Work instructions — Write out the material word for word, from its start through the line containing "left=527, top=54, right=856, bottom=805", and leave the pictures out.
------ Records for the exercise ------
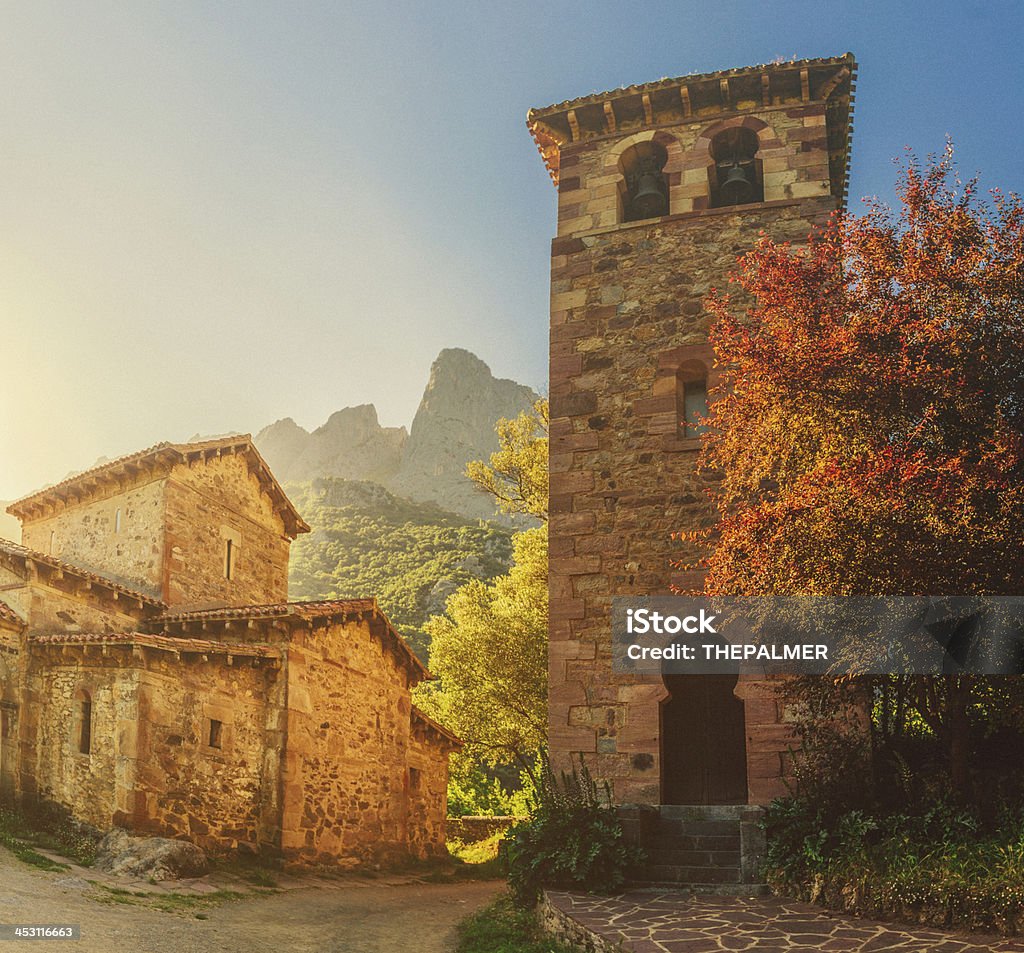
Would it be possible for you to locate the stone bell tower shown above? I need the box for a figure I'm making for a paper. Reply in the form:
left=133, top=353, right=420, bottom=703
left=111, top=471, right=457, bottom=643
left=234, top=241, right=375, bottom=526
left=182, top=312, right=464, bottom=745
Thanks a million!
left=527, top=54, right=856, bottom=805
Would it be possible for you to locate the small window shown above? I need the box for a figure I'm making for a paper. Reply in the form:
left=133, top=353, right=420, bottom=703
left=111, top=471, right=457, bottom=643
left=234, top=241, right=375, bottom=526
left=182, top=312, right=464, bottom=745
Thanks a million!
left=676, top=361, right=708, bottom=437
left=683, top=379, right=708, bottom=437
left=78, top=694, right=92, bottom=754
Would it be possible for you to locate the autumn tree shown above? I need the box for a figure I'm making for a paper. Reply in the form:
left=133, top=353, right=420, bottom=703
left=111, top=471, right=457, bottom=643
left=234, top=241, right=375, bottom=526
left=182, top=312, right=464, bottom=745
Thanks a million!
left=703, top=147, right=1024, bottom=795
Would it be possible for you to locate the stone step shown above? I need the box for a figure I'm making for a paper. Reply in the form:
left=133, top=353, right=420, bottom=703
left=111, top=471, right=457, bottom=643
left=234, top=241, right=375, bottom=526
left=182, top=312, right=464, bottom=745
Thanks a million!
left=630, top=880, right=771, bottom=897
left=647, top=846, right=740, bottom=870
left=640, top=833, right=740, bottom=852
left=637, top=864, right=742, bottom=884
left=653, top=817, right=739, bottom=837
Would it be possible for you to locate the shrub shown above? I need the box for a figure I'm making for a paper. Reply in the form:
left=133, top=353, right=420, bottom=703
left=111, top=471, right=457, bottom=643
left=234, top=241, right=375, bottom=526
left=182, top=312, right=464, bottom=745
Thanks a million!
left=502, top=759, right=643, bottom=906
left=765, top=797, right=1024, bottom=935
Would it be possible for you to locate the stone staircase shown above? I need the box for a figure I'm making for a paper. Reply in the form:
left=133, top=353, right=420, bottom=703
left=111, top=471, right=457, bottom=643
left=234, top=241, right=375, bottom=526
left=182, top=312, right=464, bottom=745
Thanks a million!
left=618, top=805, right=767, bottom=897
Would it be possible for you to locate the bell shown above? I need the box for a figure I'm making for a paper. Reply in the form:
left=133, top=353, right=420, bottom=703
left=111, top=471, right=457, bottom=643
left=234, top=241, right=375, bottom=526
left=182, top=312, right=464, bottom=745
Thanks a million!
left=718, top=162, right=754, bottom=205
left=630, top=171, right=669, bottom=219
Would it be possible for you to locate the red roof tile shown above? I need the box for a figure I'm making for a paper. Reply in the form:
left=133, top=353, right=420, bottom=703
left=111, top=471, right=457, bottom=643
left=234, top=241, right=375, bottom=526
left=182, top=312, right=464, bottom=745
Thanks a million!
left=0, top=602, right=25, bottom=629
left=0, top=538, right=164, bottom=608
left=7, top=434, right=309, bottom=536
left=154, top=599, right=431, bottom=679
left=29, top=632, right=281, bottom=658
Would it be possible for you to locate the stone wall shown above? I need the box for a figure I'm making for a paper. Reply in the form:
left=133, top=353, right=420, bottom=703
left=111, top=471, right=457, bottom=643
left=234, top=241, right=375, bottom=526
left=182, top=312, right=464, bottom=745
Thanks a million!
left=549, top=96, right=837, bottom=804
left=164, top=453, right=289, bottom=609
left=134, top=653, right=281, bottom=853
left=19, top=644, right=280, bottom=852
left=22, top=479, right=166, bottom=598
left=406, top=713, right=449, bottom=860
left=19, top=647, right=138, bottom=829
left=282, top=622, right=412, bottom=864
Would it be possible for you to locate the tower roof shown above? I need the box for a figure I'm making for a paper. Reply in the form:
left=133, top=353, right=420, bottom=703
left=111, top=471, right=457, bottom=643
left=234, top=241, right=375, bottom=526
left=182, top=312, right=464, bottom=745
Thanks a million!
left=7, top=434, right=309, bottom=538
left=526, top=53, right=857, bottom=198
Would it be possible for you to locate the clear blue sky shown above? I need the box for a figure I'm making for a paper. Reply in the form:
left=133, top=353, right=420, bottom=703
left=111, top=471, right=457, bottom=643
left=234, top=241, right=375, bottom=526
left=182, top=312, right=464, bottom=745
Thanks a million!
left=0, top=0, right=1024, bottom=499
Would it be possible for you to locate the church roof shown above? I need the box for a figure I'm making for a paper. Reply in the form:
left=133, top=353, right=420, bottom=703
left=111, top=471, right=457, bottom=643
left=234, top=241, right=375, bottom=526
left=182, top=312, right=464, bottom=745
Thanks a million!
left=7, top=434, right=309, bottom=538
left=29, top=632, right=281, bottom=658
left=0, top=538, right=164, bottom=608
left=154, top=599, right=431, bottom=680
left=0, top=601, right=25, bottom=630
left=526, top=53, right=857, bottom=197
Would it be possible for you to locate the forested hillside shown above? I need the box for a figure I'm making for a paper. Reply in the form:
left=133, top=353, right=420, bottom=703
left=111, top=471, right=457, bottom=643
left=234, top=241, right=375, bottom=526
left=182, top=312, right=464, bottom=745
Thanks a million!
left=286, top=478, right=512, bottom=661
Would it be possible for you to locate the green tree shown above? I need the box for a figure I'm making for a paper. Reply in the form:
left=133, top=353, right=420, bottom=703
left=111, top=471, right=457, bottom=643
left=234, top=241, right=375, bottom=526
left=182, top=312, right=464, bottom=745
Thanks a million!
left=417, top=527, right=548, bottom=769
left=466, top=398, right=548, bottom=522
left=417, top=400, right=548, bottom=772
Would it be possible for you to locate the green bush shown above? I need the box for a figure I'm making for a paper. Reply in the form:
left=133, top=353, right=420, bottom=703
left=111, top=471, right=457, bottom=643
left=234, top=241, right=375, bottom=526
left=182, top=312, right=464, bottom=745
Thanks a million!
left=502, top=760, right=643, bottom=906
left=456, top=897, right=573, bottom=953
left=765, top=797, right=1024, bottom=935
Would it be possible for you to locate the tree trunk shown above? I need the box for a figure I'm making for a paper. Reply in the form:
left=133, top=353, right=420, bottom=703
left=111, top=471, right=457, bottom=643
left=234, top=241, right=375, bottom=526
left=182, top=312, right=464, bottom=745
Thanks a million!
left=946, top=676, right=972, bottom=803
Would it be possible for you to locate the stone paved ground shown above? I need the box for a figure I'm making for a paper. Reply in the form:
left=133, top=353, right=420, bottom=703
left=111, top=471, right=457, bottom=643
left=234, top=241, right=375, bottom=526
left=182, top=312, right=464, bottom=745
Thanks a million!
left=548, top=891, right=1024, bottom=953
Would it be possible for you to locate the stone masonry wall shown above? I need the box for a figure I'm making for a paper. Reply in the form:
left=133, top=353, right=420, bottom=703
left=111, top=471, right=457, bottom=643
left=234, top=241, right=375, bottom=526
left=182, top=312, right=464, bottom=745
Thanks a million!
left=22, top=479, right=166, bottom=598
left=549, top=98, right=836, bottom=804
left=19, top=648, right=138, bottom=829
left=282, top=622, right=411, bottom=864
left=163, top=454, right=289, bottom=609
left=406, top=731, right=449, bottom=860
left=134, top=653, right=281, bottom=853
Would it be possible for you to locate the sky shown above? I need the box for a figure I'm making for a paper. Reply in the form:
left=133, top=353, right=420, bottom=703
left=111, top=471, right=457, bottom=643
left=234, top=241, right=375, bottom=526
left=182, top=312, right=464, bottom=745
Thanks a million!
left=0, top=0, right=1024, bottom=500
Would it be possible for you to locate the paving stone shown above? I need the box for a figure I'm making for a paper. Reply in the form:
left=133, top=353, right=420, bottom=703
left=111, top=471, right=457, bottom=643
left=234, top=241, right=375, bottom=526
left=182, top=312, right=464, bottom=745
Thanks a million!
left=548, top=891, right=1024, bottom=953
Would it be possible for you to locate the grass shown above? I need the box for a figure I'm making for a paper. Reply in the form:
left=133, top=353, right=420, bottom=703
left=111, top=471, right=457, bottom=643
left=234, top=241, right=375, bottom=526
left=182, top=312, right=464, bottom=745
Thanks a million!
left=0, top=805, right=99, bottom=870
left=89, top=880, right=249, bottom=920
left=456, top=896, right=580, bottom=953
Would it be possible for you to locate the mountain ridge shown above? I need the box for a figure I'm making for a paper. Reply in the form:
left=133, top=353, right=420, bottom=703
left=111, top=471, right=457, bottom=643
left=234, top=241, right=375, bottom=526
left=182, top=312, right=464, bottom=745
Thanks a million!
left=254, top=348, right=539, bottom=522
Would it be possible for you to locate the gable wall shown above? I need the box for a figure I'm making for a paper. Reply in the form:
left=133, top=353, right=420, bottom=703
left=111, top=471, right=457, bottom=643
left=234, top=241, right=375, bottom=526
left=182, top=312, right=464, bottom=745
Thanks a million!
left=163, top=454, right=290, bottom=609
left=22, top=479, right=167, bottom=598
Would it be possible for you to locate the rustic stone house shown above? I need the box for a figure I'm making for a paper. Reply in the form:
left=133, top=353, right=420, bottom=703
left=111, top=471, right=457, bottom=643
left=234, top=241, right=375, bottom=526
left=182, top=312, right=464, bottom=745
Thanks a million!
left=527, top=54, right=856, bottom=879
left=0, top=436, right=459, bottom=864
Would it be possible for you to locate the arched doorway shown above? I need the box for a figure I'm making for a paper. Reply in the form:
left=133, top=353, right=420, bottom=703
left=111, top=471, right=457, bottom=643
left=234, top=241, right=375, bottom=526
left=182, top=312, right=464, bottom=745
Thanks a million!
left=662, top=675, right=746, bottom=805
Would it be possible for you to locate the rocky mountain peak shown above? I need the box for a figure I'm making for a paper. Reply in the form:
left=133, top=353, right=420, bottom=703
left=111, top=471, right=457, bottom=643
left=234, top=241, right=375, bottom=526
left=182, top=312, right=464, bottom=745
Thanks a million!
left=256, top=348, right=538, bottom=519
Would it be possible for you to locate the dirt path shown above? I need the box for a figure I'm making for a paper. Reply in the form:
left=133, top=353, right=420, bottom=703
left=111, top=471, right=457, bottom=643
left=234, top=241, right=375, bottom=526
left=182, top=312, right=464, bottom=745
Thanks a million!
left=0, top=849, right=501, bottom=953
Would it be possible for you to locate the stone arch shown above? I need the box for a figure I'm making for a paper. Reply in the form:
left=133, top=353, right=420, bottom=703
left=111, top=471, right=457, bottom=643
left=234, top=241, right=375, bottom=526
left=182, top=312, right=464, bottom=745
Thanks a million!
left=602, top=129, right=683, bottom=222
left=691, top=116, right=785, bottom=207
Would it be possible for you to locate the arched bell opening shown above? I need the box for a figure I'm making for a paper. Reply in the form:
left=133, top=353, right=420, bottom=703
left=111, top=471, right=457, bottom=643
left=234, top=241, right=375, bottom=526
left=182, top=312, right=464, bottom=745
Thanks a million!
left=660, top=675, right=746, bottom=805
left=618, top=142, right=670, bottom=222
left=708, top=126, right=765, bottom=209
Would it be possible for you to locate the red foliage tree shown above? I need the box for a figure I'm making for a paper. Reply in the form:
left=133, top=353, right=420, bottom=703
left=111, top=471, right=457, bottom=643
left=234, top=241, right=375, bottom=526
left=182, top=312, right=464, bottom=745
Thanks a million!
left=702, top=141, right=1024, bottom=790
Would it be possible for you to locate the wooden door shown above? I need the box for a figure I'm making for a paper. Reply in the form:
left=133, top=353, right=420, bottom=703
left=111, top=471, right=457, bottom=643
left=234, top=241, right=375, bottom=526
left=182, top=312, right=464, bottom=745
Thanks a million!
left=662, top=675, right=746, bottom=805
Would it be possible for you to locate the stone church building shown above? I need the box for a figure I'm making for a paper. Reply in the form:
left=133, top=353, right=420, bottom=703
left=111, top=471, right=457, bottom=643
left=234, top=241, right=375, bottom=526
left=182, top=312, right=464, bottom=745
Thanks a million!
left=0, top=436, right=459, bottom=864
left=527, top=54, right=856, bottom=872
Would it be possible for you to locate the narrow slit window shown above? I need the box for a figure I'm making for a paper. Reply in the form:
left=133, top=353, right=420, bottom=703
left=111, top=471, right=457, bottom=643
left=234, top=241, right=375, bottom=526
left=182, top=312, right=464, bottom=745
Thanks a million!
------
Output of the task —
Would it be possible for you to locate the stone bell tower shown above? I need the box for a figure I'm making for a paper. Reply in the form:
left=133, top=353, right=420, bottom=703
left=111, top=471, right=457, bottom=643
left=234, top=241, right=375, bottom=526
left=182, top=312, right=464, bottom=745
Thanks a million!
left=527, top=54, right=856, bottom=805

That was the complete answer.